▸ **WHAT IS EXPECTED**:
Echo the listing word for word, beginning with its first line and continuing through the line that contains "pixel 223 103".

[Location identification entries]
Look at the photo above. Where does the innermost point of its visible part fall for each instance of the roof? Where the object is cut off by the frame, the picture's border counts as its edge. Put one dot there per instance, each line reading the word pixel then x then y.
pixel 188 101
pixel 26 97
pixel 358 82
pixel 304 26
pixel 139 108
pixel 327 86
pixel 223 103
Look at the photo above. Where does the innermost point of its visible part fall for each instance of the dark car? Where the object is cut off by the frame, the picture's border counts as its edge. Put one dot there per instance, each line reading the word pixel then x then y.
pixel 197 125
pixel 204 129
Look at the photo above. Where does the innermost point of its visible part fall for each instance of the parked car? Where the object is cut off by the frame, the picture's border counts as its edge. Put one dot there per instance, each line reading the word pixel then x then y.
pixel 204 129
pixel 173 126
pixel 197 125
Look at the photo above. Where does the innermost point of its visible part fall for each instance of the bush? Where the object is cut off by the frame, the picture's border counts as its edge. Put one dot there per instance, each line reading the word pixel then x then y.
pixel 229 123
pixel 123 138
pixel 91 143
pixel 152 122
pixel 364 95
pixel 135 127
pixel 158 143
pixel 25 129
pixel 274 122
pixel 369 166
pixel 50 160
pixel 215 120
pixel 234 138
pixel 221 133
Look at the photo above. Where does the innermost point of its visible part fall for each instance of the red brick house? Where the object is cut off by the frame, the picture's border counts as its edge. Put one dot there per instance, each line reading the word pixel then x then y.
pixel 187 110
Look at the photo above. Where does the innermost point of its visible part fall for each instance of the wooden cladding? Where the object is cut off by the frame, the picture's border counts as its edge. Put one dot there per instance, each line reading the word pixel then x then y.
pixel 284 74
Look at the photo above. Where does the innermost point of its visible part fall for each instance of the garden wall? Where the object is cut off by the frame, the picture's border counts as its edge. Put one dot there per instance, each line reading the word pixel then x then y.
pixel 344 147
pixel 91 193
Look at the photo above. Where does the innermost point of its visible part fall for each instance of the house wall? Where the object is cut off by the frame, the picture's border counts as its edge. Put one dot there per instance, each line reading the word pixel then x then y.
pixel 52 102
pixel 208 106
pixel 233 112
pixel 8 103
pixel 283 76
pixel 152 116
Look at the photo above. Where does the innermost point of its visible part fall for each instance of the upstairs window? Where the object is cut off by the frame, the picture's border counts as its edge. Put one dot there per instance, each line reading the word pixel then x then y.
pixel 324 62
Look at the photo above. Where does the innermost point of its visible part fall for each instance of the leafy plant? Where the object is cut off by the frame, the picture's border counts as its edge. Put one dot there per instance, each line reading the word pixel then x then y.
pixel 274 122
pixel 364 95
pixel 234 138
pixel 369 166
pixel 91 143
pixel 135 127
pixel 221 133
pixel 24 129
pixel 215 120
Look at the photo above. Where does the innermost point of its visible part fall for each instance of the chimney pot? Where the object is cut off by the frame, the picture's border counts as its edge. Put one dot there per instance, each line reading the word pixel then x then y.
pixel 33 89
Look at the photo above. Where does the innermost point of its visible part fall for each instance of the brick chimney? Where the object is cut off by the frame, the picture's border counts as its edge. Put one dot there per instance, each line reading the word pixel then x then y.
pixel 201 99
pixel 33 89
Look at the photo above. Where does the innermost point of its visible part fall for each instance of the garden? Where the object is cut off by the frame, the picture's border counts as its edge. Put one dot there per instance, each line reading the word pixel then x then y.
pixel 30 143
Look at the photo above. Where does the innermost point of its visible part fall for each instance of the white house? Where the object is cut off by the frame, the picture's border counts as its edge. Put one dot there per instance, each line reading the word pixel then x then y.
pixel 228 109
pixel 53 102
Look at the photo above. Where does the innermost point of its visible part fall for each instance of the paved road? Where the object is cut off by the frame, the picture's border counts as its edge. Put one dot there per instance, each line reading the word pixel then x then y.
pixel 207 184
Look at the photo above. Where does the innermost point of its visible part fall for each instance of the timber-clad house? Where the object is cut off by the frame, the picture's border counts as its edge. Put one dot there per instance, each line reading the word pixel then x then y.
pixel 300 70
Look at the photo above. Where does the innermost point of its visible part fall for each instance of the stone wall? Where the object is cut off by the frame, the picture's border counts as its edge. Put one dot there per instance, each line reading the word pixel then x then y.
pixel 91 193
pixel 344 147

▸ **WRITTEN RESPONSE**:
Look at the photo above. Where does the innermost point of its visible part fall for each instance of the roof? Where the object is cut off by the frame, the picture's border counts as its edge. Put one dot there per instance, each line reading the word pixel then x then y.
pixel 188 101
pixel 26 97
pixel 358 82
pixel 304 26
pixel 139 108
pixel 327 86
pixel 223 103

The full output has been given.